AIM: Repeat the following lines exactly and nothing else: the line containing "Indicate the turquoise" and each line after it through the end of the listing.

RAW DATA:
%%

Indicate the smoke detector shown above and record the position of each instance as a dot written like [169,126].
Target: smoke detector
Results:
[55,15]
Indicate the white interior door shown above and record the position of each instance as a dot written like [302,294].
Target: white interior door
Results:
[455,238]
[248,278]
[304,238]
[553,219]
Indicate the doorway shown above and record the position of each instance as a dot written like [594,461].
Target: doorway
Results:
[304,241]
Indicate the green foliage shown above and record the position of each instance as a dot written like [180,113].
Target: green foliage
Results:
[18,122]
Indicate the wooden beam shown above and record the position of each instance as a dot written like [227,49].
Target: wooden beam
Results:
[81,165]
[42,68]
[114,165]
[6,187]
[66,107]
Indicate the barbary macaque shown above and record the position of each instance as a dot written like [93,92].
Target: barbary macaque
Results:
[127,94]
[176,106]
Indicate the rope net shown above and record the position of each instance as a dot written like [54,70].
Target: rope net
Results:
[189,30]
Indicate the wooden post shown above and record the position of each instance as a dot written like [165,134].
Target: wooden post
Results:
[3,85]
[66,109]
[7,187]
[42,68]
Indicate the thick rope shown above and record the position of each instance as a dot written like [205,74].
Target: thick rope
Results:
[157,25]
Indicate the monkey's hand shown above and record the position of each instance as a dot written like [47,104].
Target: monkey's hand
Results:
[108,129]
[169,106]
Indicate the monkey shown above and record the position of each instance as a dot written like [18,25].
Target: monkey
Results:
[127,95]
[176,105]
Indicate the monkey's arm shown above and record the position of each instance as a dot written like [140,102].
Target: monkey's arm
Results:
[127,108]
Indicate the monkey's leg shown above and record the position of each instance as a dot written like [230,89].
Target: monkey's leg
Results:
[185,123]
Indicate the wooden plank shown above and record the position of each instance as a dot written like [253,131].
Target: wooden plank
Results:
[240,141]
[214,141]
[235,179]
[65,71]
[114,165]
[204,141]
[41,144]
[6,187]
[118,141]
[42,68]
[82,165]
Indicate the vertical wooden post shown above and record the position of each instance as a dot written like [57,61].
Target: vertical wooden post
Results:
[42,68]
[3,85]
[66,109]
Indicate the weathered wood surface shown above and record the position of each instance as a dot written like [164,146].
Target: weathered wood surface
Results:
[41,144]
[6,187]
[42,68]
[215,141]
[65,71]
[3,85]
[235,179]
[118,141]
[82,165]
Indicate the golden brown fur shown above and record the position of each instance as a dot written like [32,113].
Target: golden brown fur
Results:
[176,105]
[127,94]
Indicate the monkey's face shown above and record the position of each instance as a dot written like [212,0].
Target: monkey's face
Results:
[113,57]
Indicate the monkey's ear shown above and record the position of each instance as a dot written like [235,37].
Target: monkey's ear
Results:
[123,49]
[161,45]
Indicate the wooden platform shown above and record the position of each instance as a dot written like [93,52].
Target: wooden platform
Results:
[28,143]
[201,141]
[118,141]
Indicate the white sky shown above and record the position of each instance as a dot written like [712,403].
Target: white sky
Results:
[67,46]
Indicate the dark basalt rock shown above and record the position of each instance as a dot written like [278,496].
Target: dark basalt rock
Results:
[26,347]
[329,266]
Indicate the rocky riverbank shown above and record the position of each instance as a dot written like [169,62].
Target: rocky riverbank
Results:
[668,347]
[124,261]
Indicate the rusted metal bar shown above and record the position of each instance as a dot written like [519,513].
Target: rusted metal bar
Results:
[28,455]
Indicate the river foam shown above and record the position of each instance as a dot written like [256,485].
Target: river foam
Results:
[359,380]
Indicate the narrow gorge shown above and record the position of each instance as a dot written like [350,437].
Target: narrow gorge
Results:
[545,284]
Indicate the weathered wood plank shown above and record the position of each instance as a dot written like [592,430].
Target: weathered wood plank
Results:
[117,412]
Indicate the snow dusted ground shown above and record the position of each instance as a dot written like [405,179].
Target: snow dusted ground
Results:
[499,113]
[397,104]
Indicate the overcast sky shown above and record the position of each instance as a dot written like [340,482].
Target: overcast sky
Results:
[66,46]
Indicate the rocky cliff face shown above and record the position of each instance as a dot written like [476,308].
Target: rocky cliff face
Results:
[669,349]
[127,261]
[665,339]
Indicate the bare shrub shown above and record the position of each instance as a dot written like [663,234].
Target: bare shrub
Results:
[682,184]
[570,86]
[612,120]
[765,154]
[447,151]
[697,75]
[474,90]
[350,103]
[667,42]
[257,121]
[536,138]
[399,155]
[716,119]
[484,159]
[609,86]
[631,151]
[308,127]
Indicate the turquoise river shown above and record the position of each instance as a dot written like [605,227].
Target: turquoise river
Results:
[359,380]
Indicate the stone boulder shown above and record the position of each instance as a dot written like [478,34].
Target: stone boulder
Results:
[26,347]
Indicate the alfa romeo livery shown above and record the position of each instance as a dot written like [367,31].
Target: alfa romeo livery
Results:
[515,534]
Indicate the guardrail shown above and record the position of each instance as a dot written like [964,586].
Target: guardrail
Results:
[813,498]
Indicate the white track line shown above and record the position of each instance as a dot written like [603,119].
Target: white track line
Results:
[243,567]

%%

REPLY TO THE TASK:
Indicate the turquoise river shown above and record the position of each instance as a dot written like [605,227].
Target: turquoise river
Results:
[359,380]
Indicate the stone boulder shown above and record the position of each instance as a dot written like [478,34].
Target: stone boulder
Results:
[26,347]
Indicate the alfa romeo livery shown above and record the position of each instance as a dot written like [367,31].
Target: alfa romeo livery
Results:
[515,534]
Indicate the guardrail shown above and record the position of each instance as a dot written like [964,586].
Target: guardrail
Results:
[813,498]
Indicate the white track line shown above and record the position of each instance as a dot written like [603,119].
Target: white track line
Results:
[243,567]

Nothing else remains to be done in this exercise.